_Request_: Copy the listing below line for line, changing nothing.

_Rows from an object pointing dataset_:
========================================

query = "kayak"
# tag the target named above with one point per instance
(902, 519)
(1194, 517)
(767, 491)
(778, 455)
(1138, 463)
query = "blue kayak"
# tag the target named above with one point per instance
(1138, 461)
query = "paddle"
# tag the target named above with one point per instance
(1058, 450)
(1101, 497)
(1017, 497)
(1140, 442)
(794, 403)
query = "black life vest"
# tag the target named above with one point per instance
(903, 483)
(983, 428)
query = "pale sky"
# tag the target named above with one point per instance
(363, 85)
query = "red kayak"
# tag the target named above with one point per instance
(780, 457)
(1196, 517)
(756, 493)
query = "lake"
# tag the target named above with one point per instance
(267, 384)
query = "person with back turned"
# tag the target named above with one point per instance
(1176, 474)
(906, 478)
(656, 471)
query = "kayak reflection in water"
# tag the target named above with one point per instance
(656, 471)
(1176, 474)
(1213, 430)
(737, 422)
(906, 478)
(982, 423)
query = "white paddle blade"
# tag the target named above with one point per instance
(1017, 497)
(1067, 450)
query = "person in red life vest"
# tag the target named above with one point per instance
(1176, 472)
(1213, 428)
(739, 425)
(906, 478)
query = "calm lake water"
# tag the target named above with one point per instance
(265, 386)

========================================

_The completed task_:
query = "kayak"
# tag the target named above with one point per instance
(902, 519)
(1194, 517)
(767, 491)
(778, 455)
(1138, 463)
query = "blue kayak"
# tag the target named above with one point per instance
(1138, 461)
query = "paddle"
# tag the target named above with one point per instance
(1058, 450)
(1101, 497)
(1017, 497)
(1140, 442)
(794, 403)
query = "black life vest"
# tag the target named above with one point per instance
(903, 483)
(983, 428)
query = "pale sky"
# tag the target named above with one point per instance
(363, 85)
query = "red kayak"
# tag the target named above with one point per instance
(780, 457)
(1196, 517)
(756, 493)
query = "lake"
# tag the target named above with one point per instance
(267, 384)
query = "person with back turned"
# tag the target named above with one point per instance
(1176, 474)
(906, 478)
(656, 471)
query = "kayak reflection in water"
# tag the target named above with one point per instance
(656, 471)
(1176, 474)
(1213, 430)
(737, 422)
(906, 478)
(982, 423)
query = "white paddle blade"
# tag the target named above with one point per instance
(1017, 497)
(1067, 450)
query = "person in red life vest"
# tag the target named above with one point per instance
(1176, 472)
(1213, 428)
(739, 425)
(906, 478)
query = "calm lake water"
# tag the target named above with one point per instance
(265, 386)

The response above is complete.